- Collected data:

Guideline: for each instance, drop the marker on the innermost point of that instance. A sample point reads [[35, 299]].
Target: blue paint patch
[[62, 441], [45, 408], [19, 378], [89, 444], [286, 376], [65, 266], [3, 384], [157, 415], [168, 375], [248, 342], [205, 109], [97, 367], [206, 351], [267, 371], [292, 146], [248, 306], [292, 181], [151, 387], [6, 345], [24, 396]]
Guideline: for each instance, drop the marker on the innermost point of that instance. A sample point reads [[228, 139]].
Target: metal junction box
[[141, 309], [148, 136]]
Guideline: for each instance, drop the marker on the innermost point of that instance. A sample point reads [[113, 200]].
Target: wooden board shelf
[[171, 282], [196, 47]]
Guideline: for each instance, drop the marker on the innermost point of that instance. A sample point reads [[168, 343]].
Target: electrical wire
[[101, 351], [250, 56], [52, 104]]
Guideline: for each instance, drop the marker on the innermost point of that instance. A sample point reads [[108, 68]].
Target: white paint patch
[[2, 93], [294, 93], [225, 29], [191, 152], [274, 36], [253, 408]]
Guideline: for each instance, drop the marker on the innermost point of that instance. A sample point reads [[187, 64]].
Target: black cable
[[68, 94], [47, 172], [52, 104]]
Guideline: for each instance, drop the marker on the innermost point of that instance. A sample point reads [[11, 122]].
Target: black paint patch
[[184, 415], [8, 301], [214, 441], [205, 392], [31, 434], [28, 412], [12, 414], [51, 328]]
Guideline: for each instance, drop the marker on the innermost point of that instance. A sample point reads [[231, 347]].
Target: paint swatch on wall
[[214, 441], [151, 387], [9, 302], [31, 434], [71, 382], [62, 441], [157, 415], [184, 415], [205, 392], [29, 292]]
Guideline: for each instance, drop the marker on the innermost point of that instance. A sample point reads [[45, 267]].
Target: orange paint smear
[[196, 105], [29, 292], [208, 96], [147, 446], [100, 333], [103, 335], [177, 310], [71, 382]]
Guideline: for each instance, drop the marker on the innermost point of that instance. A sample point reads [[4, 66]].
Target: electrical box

- THE EXERCISE: Can you rewrite the listing between the lines holding "reads [[108, 68]]." and "414], [51, 328]]", inclusive, with "paint patch" swapped for "paint spot" and everything else unchanged?

- TASK OUTPUT:
Guideline: for each instance, drop the marker on the innermost point of that instance. A sample point reads [[108, 68]].
Target: white paint spot
[[2, 93], [294, 93], [225, 29], [191, 152], [274, 36], [253, 408]]
Guideline: for each instance, drop the marker on the innermost point of that instance. A sample point reads [[187, 64]].
Target: black cable
[[68, 94], [47, 172], [52, 104]]
Guideline: for each instance, drop the marker on the innermost point of that instance. A sample point reads [[11, 122]].
Target: black paint spot
[[184, 415], [8, 301], [214, 441], [205, 392], [31, 434], [28, 412], [12, 414], [51, 328]]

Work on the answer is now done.